[Task to carry out]: Write out the lines verbatim, starting at the one that contains "Can you find the guitar neck?" and ending at the final line.
───── Input rows
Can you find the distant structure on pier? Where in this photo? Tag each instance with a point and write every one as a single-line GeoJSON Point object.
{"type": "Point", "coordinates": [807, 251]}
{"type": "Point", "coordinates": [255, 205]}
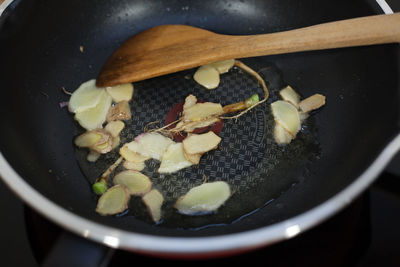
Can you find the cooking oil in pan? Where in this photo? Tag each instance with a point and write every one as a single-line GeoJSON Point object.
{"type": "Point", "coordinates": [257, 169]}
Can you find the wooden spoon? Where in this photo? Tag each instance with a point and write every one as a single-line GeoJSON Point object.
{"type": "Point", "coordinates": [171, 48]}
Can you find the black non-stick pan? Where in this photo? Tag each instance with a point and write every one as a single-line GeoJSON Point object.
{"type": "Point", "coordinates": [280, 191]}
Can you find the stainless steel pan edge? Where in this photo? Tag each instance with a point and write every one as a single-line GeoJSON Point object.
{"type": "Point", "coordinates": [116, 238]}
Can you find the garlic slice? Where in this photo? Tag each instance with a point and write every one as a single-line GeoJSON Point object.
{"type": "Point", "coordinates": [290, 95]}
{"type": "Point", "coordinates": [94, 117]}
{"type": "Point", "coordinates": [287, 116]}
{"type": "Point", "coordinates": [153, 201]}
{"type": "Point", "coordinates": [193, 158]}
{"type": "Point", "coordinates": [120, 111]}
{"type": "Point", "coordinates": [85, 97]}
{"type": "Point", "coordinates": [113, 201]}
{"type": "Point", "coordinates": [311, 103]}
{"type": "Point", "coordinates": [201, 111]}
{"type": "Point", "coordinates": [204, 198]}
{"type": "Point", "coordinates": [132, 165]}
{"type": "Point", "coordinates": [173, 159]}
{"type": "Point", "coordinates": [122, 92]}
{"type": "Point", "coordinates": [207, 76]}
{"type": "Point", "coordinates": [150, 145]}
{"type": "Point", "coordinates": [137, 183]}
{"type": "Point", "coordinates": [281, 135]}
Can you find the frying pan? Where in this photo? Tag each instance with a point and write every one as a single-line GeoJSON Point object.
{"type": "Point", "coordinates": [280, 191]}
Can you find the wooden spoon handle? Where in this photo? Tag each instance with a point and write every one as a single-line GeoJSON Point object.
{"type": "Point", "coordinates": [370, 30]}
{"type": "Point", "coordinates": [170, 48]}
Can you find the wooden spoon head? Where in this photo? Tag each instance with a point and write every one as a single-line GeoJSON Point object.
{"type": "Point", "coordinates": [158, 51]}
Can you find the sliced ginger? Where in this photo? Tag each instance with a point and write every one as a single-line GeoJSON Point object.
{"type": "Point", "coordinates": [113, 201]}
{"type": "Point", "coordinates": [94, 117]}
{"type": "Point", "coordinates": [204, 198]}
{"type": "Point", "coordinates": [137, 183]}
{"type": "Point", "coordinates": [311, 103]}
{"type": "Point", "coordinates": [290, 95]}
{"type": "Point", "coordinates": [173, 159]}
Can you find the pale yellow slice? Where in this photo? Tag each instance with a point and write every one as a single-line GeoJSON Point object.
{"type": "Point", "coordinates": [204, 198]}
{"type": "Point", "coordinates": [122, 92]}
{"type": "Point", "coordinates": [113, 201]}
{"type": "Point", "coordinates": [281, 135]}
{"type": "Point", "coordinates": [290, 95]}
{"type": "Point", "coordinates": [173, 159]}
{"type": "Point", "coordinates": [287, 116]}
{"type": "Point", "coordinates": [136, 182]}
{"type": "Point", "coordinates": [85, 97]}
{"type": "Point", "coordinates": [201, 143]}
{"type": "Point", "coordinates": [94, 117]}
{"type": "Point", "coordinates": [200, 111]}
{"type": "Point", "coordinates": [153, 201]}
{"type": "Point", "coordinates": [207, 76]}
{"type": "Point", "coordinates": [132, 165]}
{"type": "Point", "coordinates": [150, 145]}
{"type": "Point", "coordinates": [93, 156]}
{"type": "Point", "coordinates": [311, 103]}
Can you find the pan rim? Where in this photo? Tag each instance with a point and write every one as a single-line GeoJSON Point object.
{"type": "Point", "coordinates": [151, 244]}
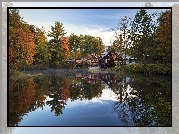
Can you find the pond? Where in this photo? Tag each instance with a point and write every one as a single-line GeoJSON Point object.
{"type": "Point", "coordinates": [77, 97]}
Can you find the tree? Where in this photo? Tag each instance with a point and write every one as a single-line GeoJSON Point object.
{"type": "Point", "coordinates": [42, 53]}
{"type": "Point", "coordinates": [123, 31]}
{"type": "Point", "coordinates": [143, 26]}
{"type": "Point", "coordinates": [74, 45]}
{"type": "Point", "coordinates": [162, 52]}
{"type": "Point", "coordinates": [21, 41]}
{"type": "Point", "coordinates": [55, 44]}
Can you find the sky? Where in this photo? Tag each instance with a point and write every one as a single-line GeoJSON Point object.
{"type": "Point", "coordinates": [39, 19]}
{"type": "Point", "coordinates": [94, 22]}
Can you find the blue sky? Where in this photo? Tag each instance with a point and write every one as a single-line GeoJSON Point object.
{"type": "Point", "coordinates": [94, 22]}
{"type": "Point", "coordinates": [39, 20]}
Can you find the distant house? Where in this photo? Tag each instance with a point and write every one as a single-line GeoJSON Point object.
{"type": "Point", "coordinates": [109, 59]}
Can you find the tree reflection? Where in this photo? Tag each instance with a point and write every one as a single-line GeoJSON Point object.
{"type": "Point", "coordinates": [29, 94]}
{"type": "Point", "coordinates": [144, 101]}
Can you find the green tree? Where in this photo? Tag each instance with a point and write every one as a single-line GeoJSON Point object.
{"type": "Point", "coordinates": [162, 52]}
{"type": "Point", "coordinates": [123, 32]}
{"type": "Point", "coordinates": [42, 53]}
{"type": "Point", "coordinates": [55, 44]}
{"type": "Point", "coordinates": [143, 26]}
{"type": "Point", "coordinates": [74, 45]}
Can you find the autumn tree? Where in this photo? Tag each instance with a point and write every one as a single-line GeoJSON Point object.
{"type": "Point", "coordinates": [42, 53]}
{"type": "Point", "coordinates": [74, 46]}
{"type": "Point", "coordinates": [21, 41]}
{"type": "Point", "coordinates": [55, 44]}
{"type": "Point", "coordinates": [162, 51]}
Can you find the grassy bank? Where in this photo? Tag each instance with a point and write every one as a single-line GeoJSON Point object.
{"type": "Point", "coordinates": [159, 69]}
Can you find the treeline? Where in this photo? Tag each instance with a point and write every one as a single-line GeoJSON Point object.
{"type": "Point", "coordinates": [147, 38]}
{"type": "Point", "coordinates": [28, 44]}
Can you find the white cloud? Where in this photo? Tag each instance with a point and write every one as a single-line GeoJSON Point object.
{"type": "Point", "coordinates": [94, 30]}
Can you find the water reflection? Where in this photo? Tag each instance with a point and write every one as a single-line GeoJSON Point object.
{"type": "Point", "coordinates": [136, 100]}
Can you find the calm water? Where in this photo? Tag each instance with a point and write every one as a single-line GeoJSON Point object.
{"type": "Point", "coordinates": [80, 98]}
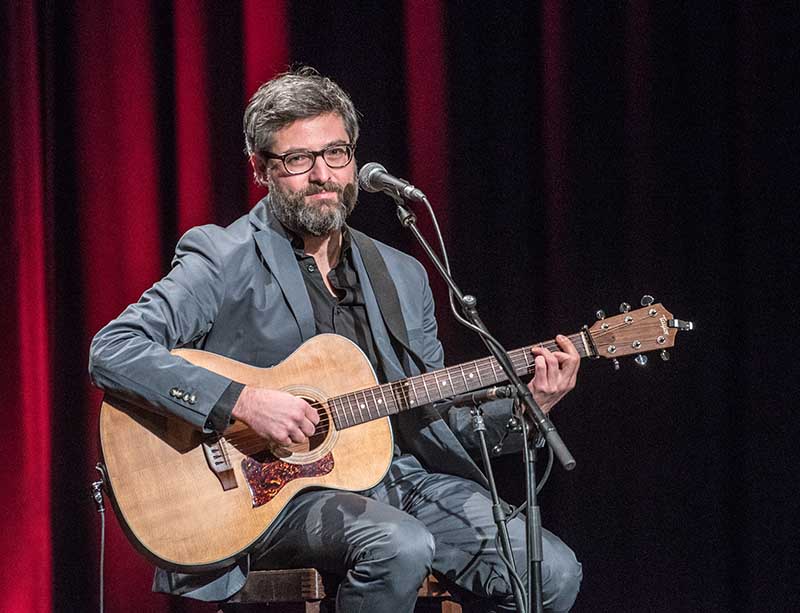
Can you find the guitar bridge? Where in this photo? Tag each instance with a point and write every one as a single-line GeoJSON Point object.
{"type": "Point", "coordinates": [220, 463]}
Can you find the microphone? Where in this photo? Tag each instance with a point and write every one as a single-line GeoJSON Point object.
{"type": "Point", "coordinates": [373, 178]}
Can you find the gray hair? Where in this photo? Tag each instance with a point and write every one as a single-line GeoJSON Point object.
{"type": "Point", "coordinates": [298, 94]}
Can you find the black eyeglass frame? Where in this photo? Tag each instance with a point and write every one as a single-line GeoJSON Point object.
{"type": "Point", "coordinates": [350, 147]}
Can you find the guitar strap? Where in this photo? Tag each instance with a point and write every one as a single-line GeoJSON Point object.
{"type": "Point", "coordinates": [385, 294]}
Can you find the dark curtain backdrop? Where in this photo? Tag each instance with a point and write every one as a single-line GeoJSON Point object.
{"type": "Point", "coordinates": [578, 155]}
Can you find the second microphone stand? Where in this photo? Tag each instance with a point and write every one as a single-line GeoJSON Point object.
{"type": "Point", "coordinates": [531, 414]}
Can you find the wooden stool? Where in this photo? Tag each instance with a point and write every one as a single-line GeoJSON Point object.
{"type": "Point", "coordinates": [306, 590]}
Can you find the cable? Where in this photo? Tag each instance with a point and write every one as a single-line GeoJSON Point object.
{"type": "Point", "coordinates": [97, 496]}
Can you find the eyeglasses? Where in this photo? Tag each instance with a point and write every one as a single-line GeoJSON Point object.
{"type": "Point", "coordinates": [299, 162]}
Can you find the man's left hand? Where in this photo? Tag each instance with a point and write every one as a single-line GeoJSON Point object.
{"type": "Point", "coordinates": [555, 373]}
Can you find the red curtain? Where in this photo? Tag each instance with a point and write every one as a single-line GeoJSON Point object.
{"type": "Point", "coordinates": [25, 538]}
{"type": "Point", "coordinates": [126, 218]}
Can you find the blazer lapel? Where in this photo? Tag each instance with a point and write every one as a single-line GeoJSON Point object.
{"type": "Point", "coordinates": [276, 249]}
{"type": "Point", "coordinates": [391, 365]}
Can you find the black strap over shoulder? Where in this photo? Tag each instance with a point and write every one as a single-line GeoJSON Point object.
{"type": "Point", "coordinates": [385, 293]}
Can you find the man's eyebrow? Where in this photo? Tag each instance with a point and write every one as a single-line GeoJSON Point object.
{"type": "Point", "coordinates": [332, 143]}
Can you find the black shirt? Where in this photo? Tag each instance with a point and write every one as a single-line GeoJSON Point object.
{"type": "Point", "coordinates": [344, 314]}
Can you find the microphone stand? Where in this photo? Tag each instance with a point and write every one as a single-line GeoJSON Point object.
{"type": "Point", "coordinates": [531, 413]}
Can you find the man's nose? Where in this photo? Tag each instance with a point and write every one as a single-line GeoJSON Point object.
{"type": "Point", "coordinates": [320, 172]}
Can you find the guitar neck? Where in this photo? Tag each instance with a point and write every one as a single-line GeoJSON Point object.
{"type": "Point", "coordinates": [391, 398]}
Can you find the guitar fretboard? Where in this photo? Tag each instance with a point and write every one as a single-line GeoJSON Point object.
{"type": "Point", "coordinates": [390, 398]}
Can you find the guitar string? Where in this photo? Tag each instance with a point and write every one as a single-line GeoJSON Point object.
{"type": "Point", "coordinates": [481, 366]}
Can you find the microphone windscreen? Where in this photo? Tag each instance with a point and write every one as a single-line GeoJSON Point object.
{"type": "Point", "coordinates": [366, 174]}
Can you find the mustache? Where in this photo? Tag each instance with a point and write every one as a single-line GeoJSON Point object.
──────────
[Full solution]:
Can you find the guitar neck? Where in this photo? Tag each instance with a point and write every one as a single-line GeoJSON Point object.
{"type": "Point", "coordinates": [391, 398]}
Can you find the guitar fretboard? Where in this photo? Tag each instance with a point and write every one as a single-line GeoJSON Point object.
{"type": "Point", "coordinates": [390, 398]}
Can you find the guitar string? Where in this photo? Tag each instance with a point and write every one as a single-line GeoJSON Point object.
{"type": "Point", "coordinates": [481, 366]}
Can you find the microphone windscreen? Where in this photo? Tag each instance with a point and write every one as a single-line GeoJSON Point object.
{"type": "Point", "coordinates": [366, 174]}
Can you find the mustache? Where in this photo? Tag each instance with a point and write every one as a single-line GeoJSON Point object.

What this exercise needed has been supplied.